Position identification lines
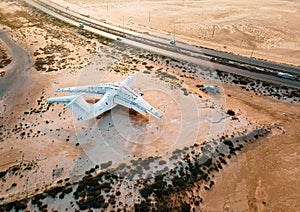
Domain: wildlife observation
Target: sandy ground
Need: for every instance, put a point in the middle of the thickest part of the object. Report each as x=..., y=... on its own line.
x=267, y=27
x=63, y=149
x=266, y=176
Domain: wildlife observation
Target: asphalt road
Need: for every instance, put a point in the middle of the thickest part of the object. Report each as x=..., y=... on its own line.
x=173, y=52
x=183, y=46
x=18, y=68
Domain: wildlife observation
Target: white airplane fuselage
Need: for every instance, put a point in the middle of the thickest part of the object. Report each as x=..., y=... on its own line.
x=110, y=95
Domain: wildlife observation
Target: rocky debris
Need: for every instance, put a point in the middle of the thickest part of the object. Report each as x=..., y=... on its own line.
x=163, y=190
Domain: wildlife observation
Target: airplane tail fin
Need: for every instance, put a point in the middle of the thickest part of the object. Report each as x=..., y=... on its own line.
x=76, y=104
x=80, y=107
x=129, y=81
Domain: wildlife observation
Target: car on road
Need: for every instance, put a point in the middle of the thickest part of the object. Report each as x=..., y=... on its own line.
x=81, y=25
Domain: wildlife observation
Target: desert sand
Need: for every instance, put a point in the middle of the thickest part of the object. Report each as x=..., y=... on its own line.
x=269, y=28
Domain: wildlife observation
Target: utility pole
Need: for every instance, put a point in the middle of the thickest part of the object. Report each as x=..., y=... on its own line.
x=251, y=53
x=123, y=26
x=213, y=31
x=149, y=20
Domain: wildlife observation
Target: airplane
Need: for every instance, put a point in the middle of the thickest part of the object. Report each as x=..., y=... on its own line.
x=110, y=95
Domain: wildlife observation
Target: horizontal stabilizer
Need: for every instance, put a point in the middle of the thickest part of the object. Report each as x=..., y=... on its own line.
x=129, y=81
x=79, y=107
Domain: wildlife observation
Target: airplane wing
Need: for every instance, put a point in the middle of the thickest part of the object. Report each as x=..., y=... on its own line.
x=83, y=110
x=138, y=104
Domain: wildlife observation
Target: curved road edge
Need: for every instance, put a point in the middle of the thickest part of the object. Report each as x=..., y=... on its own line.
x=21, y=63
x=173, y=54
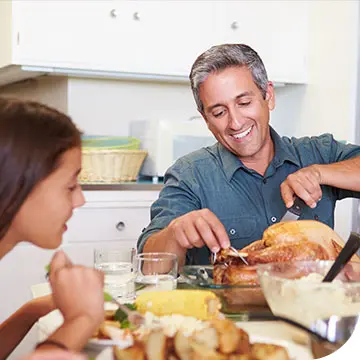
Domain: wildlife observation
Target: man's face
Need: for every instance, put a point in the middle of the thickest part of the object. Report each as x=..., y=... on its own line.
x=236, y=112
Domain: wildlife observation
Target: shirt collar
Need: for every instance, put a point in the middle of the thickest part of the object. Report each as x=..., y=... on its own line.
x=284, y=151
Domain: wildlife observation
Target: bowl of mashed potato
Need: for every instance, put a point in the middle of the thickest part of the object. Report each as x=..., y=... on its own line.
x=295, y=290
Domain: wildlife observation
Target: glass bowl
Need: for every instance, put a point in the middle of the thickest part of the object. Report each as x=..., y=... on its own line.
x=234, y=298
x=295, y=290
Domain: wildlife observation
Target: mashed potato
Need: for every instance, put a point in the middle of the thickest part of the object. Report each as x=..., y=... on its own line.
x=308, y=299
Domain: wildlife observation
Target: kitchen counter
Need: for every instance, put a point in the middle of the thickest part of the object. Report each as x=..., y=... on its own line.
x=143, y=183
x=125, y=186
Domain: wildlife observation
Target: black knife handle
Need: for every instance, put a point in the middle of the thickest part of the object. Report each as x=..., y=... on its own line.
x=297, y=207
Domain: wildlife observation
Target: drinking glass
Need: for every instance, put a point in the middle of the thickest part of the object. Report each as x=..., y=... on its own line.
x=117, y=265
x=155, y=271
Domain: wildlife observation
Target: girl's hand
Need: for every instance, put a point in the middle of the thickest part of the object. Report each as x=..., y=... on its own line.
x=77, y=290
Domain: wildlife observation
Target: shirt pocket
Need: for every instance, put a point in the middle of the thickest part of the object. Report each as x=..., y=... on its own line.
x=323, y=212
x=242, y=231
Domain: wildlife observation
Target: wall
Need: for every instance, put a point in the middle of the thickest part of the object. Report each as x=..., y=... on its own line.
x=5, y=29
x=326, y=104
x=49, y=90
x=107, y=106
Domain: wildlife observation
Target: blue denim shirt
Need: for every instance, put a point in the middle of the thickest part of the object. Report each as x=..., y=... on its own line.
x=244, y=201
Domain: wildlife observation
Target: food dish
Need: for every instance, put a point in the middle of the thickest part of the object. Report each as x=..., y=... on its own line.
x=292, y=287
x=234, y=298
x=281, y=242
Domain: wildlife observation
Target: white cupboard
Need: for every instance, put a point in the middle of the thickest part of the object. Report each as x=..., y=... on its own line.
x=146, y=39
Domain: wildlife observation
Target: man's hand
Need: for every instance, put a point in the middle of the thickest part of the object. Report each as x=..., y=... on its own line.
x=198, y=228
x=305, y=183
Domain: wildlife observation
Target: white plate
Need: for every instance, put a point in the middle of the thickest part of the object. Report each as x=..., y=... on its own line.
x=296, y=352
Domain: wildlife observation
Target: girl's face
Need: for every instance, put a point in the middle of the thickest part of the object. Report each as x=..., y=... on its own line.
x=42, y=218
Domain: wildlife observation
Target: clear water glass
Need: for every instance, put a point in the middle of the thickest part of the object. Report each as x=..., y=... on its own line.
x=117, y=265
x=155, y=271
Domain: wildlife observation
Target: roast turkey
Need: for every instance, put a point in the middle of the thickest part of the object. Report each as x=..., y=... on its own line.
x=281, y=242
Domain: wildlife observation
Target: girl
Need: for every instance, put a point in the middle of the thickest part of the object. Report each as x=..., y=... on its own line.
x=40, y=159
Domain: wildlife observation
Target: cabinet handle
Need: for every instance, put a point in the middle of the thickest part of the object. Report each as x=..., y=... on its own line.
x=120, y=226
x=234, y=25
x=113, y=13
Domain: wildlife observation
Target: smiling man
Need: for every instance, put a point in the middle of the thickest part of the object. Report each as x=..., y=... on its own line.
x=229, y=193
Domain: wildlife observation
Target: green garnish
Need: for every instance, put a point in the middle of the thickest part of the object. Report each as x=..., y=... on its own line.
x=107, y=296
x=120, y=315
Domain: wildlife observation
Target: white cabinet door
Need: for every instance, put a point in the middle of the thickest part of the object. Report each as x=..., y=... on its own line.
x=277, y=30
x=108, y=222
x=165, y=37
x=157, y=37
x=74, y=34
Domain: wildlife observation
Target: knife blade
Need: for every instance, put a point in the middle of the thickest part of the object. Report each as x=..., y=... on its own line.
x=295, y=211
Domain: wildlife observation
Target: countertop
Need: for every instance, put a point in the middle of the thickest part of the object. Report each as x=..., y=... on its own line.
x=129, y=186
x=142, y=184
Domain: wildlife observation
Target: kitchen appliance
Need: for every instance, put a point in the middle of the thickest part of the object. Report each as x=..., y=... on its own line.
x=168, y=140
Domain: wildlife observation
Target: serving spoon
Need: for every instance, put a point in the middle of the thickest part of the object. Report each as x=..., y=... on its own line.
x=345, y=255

* * *

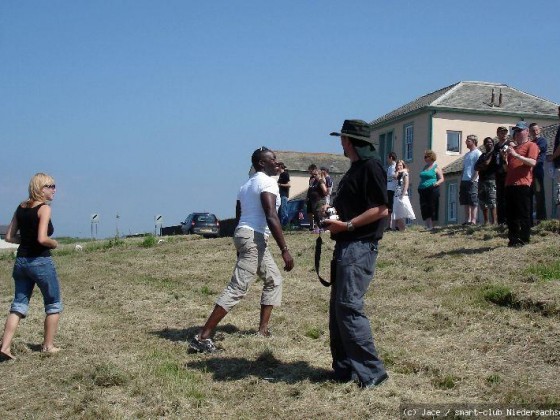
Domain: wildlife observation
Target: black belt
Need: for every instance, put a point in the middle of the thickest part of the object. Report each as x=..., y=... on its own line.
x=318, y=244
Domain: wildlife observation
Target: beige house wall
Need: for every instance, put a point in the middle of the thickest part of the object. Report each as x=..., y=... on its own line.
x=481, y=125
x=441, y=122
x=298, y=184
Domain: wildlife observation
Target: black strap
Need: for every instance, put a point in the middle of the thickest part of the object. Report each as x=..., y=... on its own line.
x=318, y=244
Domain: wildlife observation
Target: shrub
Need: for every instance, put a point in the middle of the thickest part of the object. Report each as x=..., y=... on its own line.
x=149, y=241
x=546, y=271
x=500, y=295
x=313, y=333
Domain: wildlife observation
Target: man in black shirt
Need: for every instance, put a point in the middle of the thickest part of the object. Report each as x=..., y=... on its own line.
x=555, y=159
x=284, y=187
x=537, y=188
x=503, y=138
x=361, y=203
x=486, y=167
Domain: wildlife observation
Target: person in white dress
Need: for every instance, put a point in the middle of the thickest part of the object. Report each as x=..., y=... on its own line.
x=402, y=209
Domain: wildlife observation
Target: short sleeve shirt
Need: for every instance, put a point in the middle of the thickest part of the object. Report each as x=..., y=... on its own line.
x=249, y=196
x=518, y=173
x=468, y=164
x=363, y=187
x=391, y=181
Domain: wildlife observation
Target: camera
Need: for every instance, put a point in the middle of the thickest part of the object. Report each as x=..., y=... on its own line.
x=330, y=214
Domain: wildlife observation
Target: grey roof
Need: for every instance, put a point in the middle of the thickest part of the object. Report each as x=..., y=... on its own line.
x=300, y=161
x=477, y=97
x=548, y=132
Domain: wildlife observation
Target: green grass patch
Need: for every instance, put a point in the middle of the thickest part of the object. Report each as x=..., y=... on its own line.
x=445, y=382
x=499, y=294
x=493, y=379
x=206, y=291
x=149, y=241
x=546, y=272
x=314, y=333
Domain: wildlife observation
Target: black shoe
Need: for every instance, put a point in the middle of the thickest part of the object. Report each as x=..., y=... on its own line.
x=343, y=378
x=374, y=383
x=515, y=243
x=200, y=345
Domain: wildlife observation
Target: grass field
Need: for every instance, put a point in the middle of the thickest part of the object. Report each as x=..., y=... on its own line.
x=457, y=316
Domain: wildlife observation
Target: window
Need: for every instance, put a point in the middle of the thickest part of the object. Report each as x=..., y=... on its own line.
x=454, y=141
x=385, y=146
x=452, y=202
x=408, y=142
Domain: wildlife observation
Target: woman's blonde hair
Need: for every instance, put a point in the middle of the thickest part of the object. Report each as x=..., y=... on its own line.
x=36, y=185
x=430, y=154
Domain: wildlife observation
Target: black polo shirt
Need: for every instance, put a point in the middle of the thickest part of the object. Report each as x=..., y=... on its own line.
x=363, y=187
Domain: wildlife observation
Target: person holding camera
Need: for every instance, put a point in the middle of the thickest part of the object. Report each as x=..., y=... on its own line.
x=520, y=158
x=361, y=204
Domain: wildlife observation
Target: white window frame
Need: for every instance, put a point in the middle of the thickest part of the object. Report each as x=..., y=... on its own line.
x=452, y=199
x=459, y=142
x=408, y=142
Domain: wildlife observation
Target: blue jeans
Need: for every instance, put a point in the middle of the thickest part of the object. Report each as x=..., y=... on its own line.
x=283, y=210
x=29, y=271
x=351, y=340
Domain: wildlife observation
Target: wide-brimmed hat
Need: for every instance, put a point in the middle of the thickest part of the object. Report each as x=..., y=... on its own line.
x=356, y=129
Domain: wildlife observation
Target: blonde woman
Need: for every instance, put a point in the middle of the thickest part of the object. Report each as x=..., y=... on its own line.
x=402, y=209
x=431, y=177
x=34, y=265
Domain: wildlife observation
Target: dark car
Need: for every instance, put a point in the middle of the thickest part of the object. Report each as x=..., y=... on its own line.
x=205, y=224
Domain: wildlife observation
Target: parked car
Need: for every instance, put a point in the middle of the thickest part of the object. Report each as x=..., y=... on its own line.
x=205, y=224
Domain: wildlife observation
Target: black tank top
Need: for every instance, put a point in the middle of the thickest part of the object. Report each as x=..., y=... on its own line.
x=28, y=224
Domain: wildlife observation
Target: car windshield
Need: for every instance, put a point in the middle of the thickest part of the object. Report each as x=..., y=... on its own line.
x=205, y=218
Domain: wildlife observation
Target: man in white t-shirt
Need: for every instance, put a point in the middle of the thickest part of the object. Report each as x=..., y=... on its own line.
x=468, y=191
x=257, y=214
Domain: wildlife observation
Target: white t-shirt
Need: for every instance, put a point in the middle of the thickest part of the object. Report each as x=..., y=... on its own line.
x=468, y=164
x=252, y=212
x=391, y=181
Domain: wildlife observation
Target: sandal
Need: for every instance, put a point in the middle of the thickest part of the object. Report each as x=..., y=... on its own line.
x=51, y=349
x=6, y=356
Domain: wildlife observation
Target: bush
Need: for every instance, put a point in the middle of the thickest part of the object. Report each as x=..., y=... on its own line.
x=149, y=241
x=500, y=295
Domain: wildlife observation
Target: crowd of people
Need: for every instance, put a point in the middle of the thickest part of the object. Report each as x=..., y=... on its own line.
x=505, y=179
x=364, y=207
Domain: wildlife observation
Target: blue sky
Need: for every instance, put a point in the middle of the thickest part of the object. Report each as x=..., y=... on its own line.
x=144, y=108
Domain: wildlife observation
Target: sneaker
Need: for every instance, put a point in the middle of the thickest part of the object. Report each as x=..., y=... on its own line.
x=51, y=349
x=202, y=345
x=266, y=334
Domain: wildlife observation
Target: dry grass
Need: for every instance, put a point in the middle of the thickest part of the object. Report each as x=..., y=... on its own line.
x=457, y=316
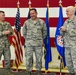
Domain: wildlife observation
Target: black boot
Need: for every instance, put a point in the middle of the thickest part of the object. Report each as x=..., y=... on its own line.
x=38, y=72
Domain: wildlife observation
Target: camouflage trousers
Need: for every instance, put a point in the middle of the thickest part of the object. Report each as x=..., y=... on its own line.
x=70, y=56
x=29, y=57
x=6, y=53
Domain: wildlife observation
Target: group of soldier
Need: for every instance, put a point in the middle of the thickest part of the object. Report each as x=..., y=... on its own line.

Task goal: Pull out every line above that contains the string "green", matching case exactly.

Reply:
Target: green garnish
Target: green grass patch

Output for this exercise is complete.